(Saved entries)
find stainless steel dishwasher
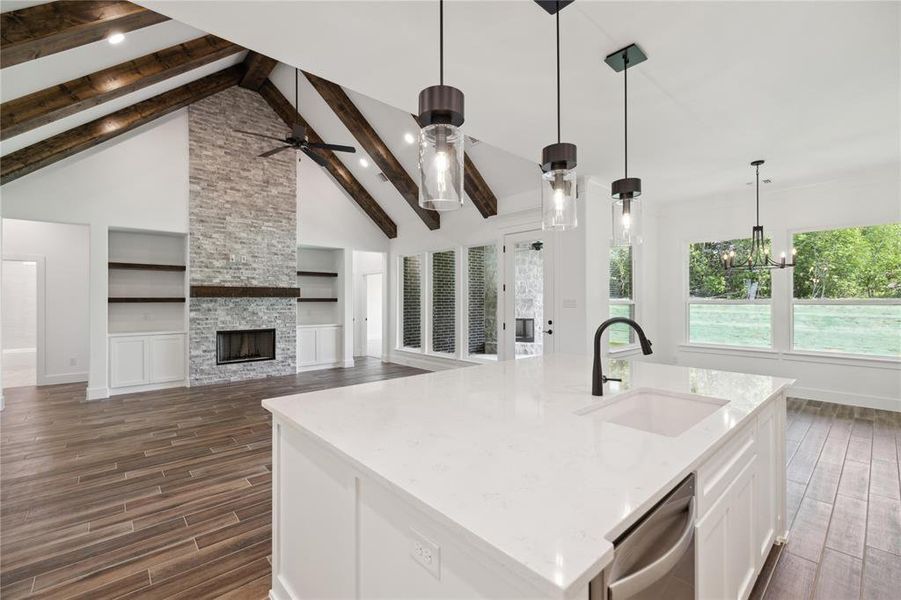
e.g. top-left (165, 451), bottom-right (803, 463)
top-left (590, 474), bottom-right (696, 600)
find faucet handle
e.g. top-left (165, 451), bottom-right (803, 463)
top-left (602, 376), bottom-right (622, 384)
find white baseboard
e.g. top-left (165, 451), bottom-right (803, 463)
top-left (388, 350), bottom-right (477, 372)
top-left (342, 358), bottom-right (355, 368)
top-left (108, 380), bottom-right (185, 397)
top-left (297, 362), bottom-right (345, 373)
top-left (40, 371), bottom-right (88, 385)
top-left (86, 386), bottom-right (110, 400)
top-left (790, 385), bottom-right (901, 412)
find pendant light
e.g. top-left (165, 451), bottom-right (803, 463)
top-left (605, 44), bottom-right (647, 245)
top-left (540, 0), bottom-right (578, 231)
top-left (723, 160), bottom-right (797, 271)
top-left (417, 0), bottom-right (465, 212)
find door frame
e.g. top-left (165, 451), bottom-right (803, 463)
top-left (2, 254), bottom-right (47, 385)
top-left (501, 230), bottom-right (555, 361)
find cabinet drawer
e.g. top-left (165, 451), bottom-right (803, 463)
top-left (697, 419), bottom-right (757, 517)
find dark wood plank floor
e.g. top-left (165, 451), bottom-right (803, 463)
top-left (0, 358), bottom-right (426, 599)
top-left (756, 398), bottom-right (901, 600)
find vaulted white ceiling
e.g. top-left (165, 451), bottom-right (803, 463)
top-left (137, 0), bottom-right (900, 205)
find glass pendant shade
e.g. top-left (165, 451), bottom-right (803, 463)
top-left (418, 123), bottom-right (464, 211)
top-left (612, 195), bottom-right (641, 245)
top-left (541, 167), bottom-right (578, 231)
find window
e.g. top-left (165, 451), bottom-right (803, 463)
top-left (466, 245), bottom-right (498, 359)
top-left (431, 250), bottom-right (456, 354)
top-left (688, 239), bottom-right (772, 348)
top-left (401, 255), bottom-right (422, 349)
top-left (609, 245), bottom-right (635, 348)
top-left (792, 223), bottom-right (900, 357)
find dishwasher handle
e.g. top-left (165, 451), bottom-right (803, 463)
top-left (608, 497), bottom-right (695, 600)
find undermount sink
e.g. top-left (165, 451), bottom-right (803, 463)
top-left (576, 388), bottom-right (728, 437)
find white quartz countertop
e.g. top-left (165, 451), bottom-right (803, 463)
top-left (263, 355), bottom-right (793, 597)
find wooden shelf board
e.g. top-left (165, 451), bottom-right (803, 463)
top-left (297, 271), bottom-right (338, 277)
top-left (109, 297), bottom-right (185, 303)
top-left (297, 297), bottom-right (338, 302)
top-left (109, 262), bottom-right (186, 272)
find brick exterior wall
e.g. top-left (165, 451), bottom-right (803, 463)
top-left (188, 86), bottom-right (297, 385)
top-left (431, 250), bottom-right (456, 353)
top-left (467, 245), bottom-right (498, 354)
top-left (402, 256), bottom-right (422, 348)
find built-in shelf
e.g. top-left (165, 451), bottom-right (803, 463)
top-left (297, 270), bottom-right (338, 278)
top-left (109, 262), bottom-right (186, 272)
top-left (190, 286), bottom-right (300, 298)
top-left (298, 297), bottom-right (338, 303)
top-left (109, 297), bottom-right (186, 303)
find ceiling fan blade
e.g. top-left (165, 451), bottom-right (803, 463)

▸ **What needs to be done**
The expected result is every record above, word for word, with no pictures in it.

▸ **Worked solution**
find stainless steel dishwasher
e.g. top-left (165, 451), bottom-right (803, 463)
top-left (590, 474), bottom-right (696, 600)
find faucet handle
e.g. top-left (165, 451), bottom-right (803, 463)
top-left (602, 376), bottom-right (622, 384)
find white baseboard
e.g. top-left (165, 451), bottom-right (803, 463)
top-left (388, 350), bottom-right (477, 372)
top-left (342, 358), bottom-right (355, 368)
top-left (108, 380), bottom-right (185, 397)
top-left (297, 362), bottom-right (345, 373)
top-left (40, 371), bottom-right (88, 385)
top-left (86, 386), bottom-right (110, 400)
top-left (790, 385), bottom-right (901, 412)
find pendant light
e.g. top-left (165, 451), bottom-right (803, 463)
top-left (605, 44), bottom-right (647, 245)
top-left (540, 0), bottom-right (578, 231)
top-left (723, 160), bottom-right (797, 271)
top-left (417, 0), bottom-right (465, 212)
find door frame
e.g. top-left (165, 451), bottom-right (803, 463)
top-left (2, 254), bottom-right (47, 385)
top-left (501, 230), bottom-right (555, 361)
find cabinet drawer
e.g. top-left (165, 451), bottom-right (803, 463)
top-left (697, 419), bottom-right (757, 517)
find dark wood plank floor
e.g. top-left (165, 451), bottom-right (803, 463)
top-left (0, 358), bottom-right (426, 599)
top-left (756, 398), bottom-right (901, 600)
find vaulted white ceiling
e.g. top-left (165, 451), bottom-right (803, 463)
top-left (137, 0), bottom-right (900, 205)
find glass pendant shade
e.g. top-left (165, 451), bottom-right (803, 463)
top-left (418, 123), bottom-right (464, 211)
top-left (612, 195), bottom-right (641, 245)
top-left (541, 167), bottom-right (578, 231)
find window
e.g. top-left (165, 451), bottom-right (803, 463)
top-left (466, 245), bottom-right (498, 359)
top-left (431, 250), bottom-right (456, 354)
top-left (688, 239), bottom-right (772, 348)
top-left (401, 255), bottom-right (422, 349)
top-left (609, 245), bottom-right (635, 348)
top-left (792, 223), bottom-right (900, 357)
find dishwasher handle
e.g. top-left (165, 451), bottom-right (803, 463)
top-left (608, 497), bottom-right (695, 600)
find undermount sink
e.g. top-left (165, 451), bottom-right (803, 463)
top-left (576, 388), bottom-right (728, 437)
find white quartz countertop
e.g. top-left (165, 451), bottom-right (803, 463)
top-left (263, 355), bottom-right (793, 597)
find wooden shelf board
e.g. top-left (165, 451), bottom-right (803, 463)
top-left (297, 271), bottom-right (338, 277)
top-left (109, 297), bottom-right (185, 303)
top-left (297, 297), bottom-right (338, 302)
top-left (109, 262), bottom-right (186, 272)
find brick exterior wall
e.g. top-left (165, 451), bottom-right (803, 463)
top-left (188, 86), bottom-right (297, 385)
top-left (431, 250), bottom-right (456, 353)
top-left (467, 245), bottom-right (498, 354)
top-left (402, 256), bottom-right (422, 348)
find built-in shelf
e.g. top-left (165, 451), bottom-right (803, 463)
top-left (297, 270), bottom-right (338, 278)
top-left (109, 262), bottom-right (186, 272)
top-left (190, 286), bottom-right (300, 298)
top-left (298, 297), bottom-right (338, 303)
top-left (109, 297), bottom-right (186, 303)
find ceiling fan blade
e.g. top-left (165, 451), bottom-right (803, 463)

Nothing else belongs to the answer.